▶ **What is expected**
Can you write out all of the records below again, swapping "one point per instance" for "one point for each instance" and keeping everything else the same, but without the pictures?

▶ **Provided entries**
□ □ □

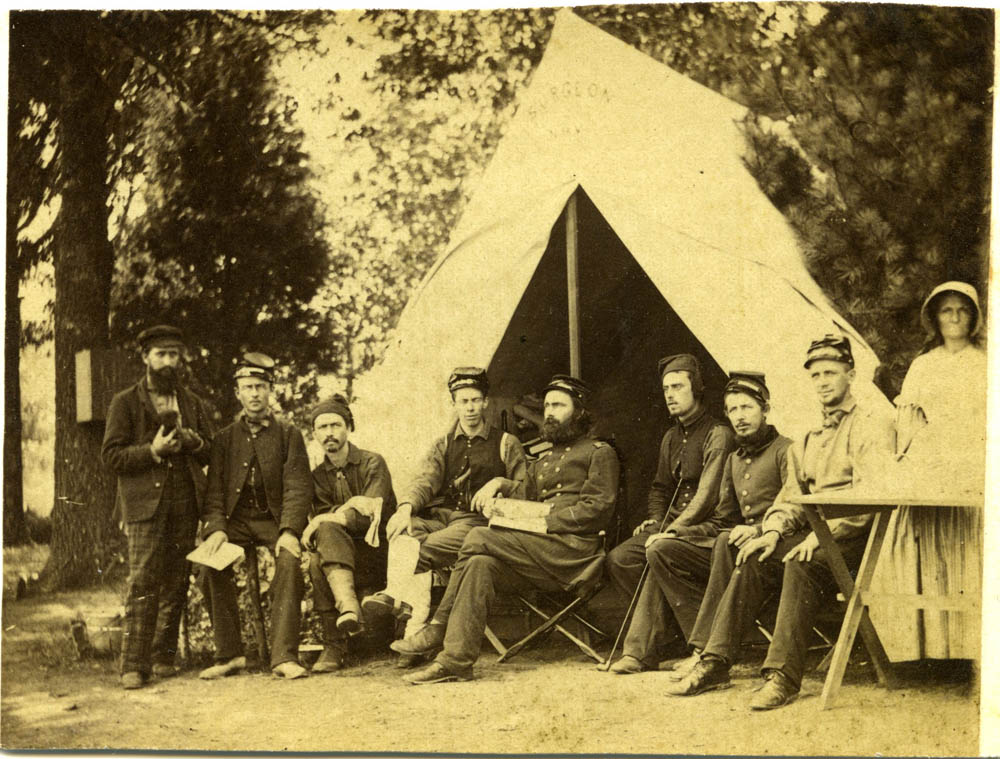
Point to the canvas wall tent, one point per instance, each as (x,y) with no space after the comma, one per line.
(676,249)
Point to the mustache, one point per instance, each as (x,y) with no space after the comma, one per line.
(165,378)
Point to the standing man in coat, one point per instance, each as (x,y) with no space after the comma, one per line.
(259,493)
(851,445)
(435,512)
(578,480)
(692,457)
(688,564)
(157,441)
(354,497)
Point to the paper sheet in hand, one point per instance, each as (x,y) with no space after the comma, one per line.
(527,516)
(524,525)
(226,554)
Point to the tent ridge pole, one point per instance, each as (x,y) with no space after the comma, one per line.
(572,286)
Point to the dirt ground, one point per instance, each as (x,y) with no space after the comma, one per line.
(548,700)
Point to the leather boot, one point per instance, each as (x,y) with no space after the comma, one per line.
(341,581)
(334,647)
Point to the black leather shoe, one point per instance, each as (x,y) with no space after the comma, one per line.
(330,660)
(409,661)
(706,675)
(425,641)
(381,604)
(134,680)
(436,673)
(777,690)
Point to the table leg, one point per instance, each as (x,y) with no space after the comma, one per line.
(856,617)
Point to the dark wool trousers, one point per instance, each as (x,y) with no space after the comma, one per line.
(669,600)
(441,533)
(248,528)
(158,575)
(336,546)
(492,560)
(625,563)
(805,588)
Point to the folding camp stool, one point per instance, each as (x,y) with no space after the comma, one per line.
(569,603)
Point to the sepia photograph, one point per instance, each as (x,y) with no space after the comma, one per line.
(605,379)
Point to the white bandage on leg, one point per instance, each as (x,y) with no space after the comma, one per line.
(418,596)
(404,552)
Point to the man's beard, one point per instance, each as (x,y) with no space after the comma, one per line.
(563,432)
(164,380)
(754,439)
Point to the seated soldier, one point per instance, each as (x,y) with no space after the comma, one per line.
(686,559)
(684,494)
(435,513)
(754,475)
(353,497)
(259,493)
(852,444)
(578,482)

□ □ □

▶ **Result below**
Point to the canvas wall tent, one point for each instance, each as (x,y) with no space after the comma, one per line.
(676,249)
Point to the mustache, one point for each instance, each as (x,y) with no space after the comma, one per line.
(165,378)
Point to the standing man in coat, one point for each instance, each as (x,y) with no space after the comma, one per line.
(259,493)
(851,445)
(435,512)
(578,480)
(692,457)
(688,564)
(157,441)
(354,497)
Point to the paper sheet in hand, one point for each instance, each as (x,y) with no space after the comma, one per line.
(527,516)
(524,525)
(226,554)
Point to the tent ridge pole, one point for each instance, each as (x,y) with no space after the comma, one per line.
(572,286)
Point to the dirt ground, one point for each instance, each as (x,y) with no space after the comma, one per line.
(548,700)
Point to the leather boot, one point for each instance, each as (x,y) with no space after the comma, one per line.
(341,581)
(334,647)
Point to the black leather shoe, one point for each instance, each as (x,y) with no space after the comma, one per line.
(330,660)
(409,661)
(706,675)
(425,641)
(381,604)
(134,680)
(436,673)
(777,690)
Point to the table leg, one point for each instance, each as (x,y) with no space after the comma, one per line.
(856,617)
Point to the dark wool trousers, one point for each instance, each as (x,y) with no space after the comma, one per line.
(669,600)
(441,533)
(248,528)
(158,575)
(336,546)
(492,560)
(625,563)
(805,588)
Point to the folding camp stool, one point for each instance, each as (x,y) with no space after the comma, one per line.
(569,603)
Point to the sepia photograph, one point for each instance, each as (x,y) with no space after the comma, one per line.
(605,379)
Point to the white bandage on leg, one point for each instance, each as (x,y) with no space after the comma, one per line.
(418,596)
(404,552)
Point to the man's beard, one point for each instance, each as (x,y) with no space after the comma, one per line.
(563,432)
(164,380)
(754,439)
Point to the seated soldier, one point for each instance, each as (x,y) with no space after the comma, one per line.
(686,559)
(684,494)
(435,513)
(754,475)
(353,497)
(259,493)
(852,444)
(578,482)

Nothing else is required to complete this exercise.